§ **DOKUMENTABSCHNITT**
---+---
Die von der Regierung aus einer Umfrage (Nationale Konsultation) abgeleitete Erkenntnis und daraufhin verordnete landesweite Plakatierung mit dem Text „Die Menschen haben entschieden: Das Land muss verteidigt werden.“ (Bild rechts) verstärkt diese Stimmung. In einigen Fällen spitzt sich das ganz brutal zu: manche wünschen sich, dass die Flüchtlinge direkt an der Grenze erschossen oder zumindest richtig verprügelt worden wären, damit sie wissen, wo es in Ungarn langgeht. Die jüngsten Maßnahmen der Regierung – mit Schutzwaffen ausgerüstete Soldaten zur Grenze zu schicken – deuten darauf hin, dass die „Wünsche des Volkes“ bald in Erfüllung gehen könnten.
Natürlich denkt nicht jeder Ungar so radikal. In der Nacht kann man in Budapest Jugendliche beobachten, die die obigen Plakate aus voller Wut entfernen und dafür satte Bußgelder riskieren. Andere Mutige helfen aktiv mit und verteilen Getränke und Essen am Ostbahnhof oder helfen den Flüchtlingen sich zurechtzufinden. Bei Gesprächen mit diesen Menschen bekommt man den Eindruck, dass sie zwar nicht ohne Vorbehalte für die Flüchtlingssituation sind, aber sie versuchen es kooperierend und auf jeden Fall menschlich zu lösen.
---+---
§ **ERKLÄRTES ZIEL A**
Geben Sie für jede Aussage an, ob sie mit dem Dokumentabschnitt übereinstimmt, und belegen Sie Ihre Antwort mit den entscheidenden Worten des Textes: (i) Die Plakate wurden im ganzen Land aufgehängt. (ii) Die Jugendlichen in Budapest entfernen die Plakate tagsüber. (iii) Manche Helfer verteilen am Ostbahnhof Getränke und Essen.
§ **ERKLÄRTES ZIEL B**
Schreiben Sie aus dem Dokumentabschnitt den Teil wörtlich ab, der bei „Die von der“ beginnt und bei „Erfüllung gehen könnten.“ endet.

§ **GESPEICHERTE DATEN**
---+---
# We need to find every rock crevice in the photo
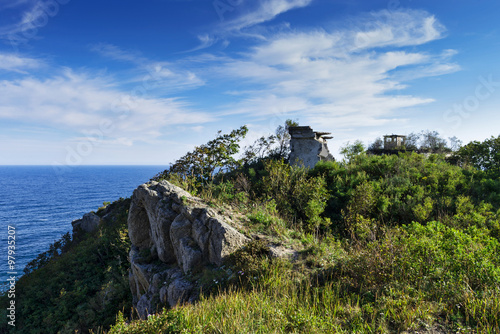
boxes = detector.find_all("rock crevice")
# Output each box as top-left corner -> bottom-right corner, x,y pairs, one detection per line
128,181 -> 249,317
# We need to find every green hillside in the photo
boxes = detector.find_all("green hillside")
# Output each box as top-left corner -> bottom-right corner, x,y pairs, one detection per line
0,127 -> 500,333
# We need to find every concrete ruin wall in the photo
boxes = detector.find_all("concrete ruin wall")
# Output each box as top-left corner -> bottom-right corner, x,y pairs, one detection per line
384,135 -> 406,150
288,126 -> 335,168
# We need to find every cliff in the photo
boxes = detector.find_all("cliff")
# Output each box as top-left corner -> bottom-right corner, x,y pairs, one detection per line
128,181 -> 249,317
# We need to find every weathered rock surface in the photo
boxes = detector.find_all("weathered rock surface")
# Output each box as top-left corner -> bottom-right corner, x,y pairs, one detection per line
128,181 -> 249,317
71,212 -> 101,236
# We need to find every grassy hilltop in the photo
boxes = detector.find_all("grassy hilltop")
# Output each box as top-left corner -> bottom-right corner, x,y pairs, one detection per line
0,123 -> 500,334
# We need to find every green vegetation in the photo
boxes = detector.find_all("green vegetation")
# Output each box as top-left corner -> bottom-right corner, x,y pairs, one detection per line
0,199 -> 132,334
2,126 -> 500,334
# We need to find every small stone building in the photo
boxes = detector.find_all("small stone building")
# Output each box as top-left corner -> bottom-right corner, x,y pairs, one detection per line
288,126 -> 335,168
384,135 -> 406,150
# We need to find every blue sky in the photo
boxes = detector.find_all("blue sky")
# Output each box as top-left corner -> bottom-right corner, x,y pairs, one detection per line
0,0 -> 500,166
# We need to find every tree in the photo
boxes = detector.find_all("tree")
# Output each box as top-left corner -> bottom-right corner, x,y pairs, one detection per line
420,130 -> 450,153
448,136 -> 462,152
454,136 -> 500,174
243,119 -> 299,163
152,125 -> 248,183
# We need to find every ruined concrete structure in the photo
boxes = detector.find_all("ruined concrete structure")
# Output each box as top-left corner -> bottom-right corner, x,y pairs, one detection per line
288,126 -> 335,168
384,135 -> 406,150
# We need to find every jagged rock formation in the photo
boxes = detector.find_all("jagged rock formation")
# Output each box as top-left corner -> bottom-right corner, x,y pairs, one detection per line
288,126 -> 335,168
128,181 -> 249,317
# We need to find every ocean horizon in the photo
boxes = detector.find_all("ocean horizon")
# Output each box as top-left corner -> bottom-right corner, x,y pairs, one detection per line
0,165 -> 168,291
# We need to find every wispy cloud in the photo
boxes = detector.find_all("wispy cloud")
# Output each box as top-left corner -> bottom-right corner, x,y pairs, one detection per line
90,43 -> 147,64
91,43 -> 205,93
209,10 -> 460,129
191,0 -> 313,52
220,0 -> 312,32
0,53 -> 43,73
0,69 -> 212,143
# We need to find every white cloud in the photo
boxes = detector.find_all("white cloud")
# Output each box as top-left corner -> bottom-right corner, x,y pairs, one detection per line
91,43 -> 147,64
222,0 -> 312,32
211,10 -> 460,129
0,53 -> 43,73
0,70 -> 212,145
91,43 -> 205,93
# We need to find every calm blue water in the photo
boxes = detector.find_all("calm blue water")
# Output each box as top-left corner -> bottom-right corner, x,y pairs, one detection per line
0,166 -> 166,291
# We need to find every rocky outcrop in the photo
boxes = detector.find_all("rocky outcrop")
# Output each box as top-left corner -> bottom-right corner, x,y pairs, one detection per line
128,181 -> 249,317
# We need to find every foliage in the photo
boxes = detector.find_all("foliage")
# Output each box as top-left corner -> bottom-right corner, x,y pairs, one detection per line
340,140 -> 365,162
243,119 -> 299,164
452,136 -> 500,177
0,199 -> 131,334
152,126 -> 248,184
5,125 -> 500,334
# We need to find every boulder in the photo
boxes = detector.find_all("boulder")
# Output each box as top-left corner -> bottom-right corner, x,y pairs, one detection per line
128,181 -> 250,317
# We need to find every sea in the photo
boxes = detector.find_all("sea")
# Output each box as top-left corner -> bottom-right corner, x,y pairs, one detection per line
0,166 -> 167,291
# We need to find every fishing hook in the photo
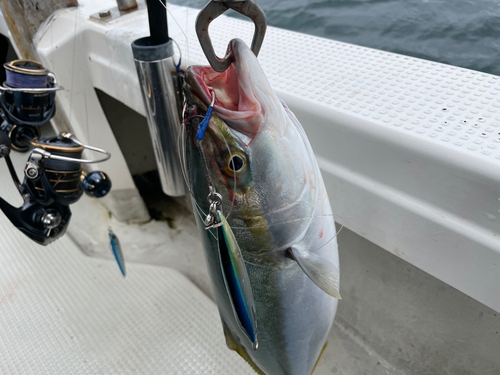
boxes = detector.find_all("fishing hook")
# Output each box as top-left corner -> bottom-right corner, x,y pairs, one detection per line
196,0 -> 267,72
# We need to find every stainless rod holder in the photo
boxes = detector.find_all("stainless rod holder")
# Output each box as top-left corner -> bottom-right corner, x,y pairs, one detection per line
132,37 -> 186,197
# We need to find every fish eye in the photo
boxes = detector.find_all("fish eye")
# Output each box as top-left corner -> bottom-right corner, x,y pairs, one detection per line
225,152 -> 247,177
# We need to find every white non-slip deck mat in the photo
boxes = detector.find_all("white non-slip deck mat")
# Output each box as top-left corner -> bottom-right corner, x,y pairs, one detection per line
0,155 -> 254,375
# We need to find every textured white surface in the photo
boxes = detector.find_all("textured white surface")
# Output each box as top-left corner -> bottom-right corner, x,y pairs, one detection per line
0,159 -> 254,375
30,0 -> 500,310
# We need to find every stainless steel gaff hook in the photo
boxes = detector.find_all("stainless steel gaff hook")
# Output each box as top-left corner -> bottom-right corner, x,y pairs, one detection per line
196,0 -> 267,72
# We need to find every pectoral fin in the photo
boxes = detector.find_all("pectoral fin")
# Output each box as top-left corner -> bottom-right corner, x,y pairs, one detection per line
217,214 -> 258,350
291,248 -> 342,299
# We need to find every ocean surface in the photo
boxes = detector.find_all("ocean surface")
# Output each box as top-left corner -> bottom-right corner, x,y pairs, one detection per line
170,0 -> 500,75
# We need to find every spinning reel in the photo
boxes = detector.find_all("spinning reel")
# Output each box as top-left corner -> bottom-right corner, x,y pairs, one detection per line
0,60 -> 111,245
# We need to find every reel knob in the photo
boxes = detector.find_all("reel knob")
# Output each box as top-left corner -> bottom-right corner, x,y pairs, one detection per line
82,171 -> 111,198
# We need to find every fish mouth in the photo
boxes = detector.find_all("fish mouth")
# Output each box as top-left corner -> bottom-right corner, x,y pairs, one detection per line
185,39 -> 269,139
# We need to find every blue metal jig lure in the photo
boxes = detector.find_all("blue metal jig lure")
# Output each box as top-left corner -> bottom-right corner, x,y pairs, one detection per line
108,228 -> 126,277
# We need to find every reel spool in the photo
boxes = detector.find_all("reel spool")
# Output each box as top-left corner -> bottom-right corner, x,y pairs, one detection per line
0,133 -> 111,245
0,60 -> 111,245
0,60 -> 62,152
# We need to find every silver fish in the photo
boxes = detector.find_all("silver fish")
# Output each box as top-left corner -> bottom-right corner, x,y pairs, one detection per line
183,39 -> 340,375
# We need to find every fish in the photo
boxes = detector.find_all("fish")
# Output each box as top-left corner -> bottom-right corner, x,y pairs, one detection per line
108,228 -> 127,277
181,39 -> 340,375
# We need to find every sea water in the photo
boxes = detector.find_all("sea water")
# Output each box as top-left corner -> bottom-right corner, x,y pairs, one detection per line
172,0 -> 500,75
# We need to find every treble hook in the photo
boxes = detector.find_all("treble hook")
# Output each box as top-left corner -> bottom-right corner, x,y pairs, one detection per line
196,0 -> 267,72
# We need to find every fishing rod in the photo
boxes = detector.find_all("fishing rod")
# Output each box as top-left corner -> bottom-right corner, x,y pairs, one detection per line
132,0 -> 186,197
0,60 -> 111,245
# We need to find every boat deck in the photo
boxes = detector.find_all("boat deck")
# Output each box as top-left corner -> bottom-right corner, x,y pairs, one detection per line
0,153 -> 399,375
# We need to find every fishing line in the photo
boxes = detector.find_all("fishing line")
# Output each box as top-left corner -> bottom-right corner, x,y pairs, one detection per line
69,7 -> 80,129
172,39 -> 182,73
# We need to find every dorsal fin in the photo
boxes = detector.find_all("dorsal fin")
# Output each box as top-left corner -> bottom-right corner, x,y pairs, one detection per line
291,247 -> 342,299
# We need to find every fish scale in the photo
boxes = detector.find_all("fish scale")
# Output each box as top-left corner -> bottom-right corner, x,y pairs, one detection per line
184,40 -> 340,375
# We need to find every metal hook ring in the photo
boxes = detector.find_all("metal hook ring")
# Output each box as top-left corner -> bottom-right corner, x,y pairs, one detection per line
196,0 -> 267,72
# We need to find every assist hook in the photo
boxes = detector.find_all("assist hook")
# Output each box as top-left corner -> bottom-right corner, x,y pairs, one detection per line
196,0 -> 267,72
---+---
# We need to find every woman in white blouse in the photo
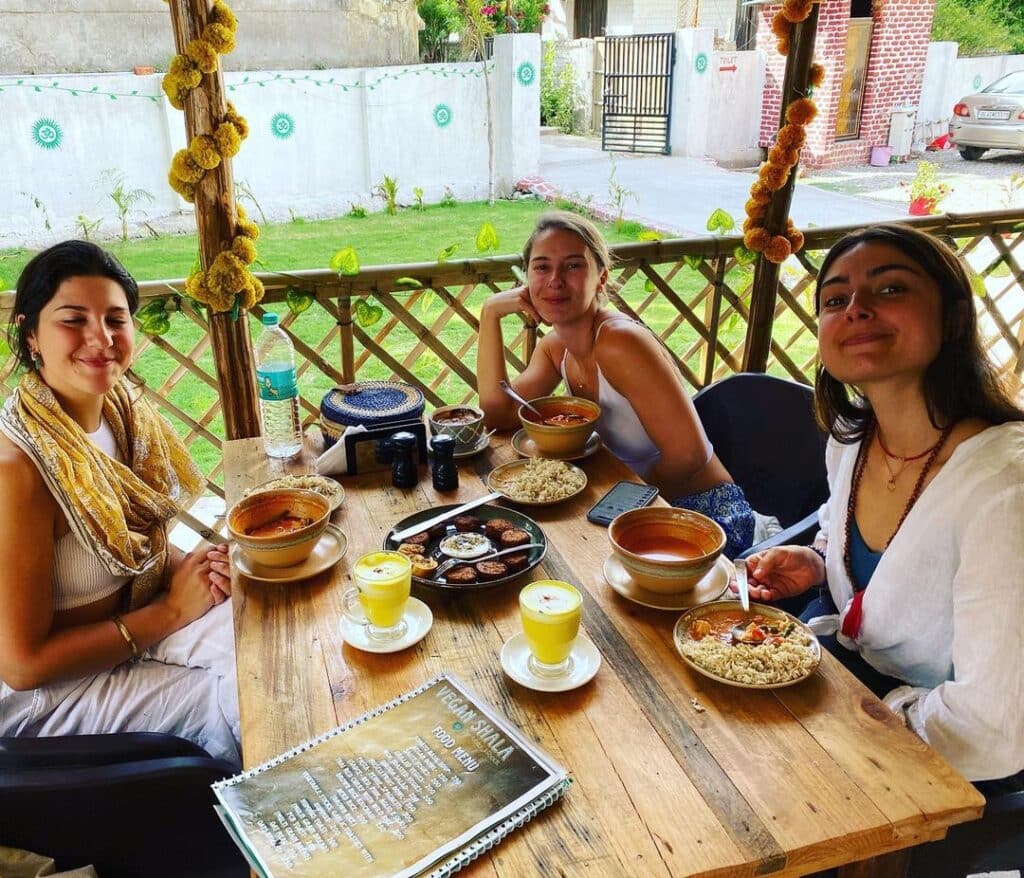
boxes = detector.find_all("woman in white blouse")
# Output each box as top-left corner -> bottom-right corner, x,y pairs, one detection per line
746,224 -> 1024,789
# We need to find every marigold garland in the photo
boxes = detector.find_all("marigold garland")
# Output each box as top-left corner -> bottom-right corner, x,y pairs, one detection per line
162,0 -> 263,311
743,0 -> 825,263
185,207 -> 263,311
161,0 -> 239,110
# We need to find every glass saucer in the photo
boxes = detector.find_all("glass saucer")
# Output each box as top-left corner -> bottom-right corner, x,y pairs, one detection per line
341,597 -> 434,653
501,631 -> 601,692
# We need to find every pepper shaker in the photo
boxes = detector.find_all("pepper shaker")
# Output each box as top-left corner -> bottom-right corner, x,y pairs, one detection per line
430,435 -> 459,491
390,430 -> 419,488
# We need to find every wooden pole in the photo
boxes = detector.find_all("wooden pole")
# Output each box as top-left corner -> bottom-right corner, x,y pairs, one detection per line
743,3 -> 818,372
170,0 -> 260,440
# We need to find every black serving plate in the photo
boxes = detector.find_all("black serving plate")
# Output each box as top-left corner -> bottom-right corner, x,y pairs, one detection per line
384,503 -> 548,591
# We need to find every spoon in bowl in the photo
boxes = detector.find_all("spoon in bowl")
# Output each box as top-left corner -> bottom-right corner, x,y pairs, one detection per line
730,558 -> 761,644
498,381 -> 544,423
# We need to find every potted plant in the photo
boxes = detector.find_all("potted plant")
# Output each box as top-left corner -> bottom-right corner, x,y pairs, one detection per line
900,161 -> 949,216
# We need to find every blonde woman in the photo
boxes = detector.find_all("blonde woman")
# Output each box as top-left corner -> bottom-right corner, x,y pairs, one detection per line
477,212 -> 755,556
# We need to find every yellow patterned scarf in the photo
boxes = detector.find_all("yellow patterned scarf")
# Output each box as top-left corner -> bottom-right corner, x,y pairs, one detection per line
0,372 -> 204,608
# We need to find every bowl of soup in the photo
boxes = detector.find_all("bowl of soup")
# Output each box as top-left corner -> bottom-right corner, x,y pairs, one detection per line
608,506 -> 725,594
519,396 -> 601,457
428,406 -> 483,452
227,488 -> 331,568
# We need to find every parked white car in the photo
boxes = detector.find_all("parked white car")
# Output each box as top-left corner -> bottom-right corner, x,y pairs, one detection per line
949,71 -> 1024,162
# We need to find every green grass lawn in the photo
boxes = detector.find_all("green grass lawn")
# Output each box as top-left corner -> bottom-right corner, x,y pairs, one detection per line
---+---
§ **ERWARTETE ANTWORT A**
(i) Ja: „verordnete landesweite Plakatierung“
(ii) Nein: „In der Nacht kann man in Budapest Jugendliche beobachten, die die obigen Plakate aus voller Wut entfernen“
(iii) Ja: „verteilen Getränke und Essen am Ostbahnhof“

§ **ERWARTETE ANTWORT B**
Die von der Regierung aus einer Umfrage (Nationale Konsultation) abgeleitete Erkenntnis und daraufhin verordnete landesweite Plakatierung mit dem Text „Die Menschen haben entschieden: Das Land muss verteidigt werden.“ (Bild rechts) verstärkt diese Stimmung. In einigen Fällen spitzt sich das ganz brutal zu: manche wünschen sich, dass die Flüchtlinge direkt an der Grenze erschossen oder zumindest richtig verprügelt worden wären, damit sie wissen, wo es in Ungarn langgeht. Die jüngsten Maßnahmen der Regierung – mit Schutzwaffen ausgerüstete Soldaten zur Grenze zu schicken – deuten darauf hin, dass die „Wünsche des Volkes“ bald in Erfüllung gehen könnten.